» **Exercise**
So that nothing is lost, transcribe each line of the records exactly.
Source information: Begin
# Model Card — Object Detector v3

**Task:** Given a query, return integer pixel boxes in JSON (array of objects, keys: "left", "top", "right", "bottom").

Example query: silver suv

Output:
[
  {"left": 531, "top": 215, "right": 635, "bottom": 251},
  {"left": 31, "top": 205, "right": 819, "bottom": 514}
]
Source information: End
» **Result of this exercise**
# Model Card — Object Detector v3

**Task:** Given a query, return integer pixel boxes in JSON (array of objects, keys: "left", "top", "right", "bottom").

Example query: silver suv

Output:
[
  {"left": 531, "top": 215, "right": 635, "bottom": 251},
  {"left": 31, "top": 205, "right": 819, "bottom": 514}
]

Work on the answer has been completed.